## Work instructions
1. Answer these from the bus engine notebook text below: (a) What number is passed to the random seed call? (b) Whose notebook supplies the assumptions used for the underlying parameter values? (c) What is compared between the simulated and generated data at the end?
2. Transcribe the part of the bus engine notebook text below starting at "## Introduction" and ending at "and generated data.".

## Provided text
In [1]:
import pandas as pd
import numpy as np
import random as rnd
import scipy.stats as stats
import scipy.optimize as opt
from types import FunctionType
import json as json
import matplotlib as mpl
from math import exp
from matplotlib import pyplot as plt
from IPython.core.pylabtools import figsize
from IPython.display import display
from IPython.core.display import HTML

rnd.seed(2)
import warnings
warnings.filterwarnings('ignore')

## Introduction

Following the instructions in the assignment, the code below (1) assigns values to underlying parameters, using the same assumptions as in the "John Rust 1987 Python" Notebook, (2) generates data on "real" bus engine replacement decisions to calculate the relative expected value of replacement from frequencies observed in this data, and (4) implements the algorthm from the Conditional Choice Probabilities approach (Hotz, Miller 1993) to simulate replacement decisions. Lastly, we compare the probability of engine replacement in the first period between simulated and generated data.

## Supplied information
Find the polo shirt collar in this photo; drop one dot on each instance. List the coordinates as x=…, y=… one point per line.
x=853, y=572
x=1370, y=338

## Exercise results
1.
(a) 2
(b) The "John Rust 1987 Python" Notebook
(c) The probability of engine replacement in the first period

2.
## Introduction

Following the instructions in the assignment, the code below (1) assigns values to underlying parameters, using the same assumptions as in the "John Rust 1987 Python" Notebook, (2) generates data on "real" bus engine replacement decisions to calculate the relative expected value of replacement from frequencies observed in this data, and (4) implements the algorthm from the Conditional Choice Probabilities approach (Hotz, Miller 1993) to simulate replacement decisions. Lastly, we compare the probability of engine replacement in the first period between simulated and generated data.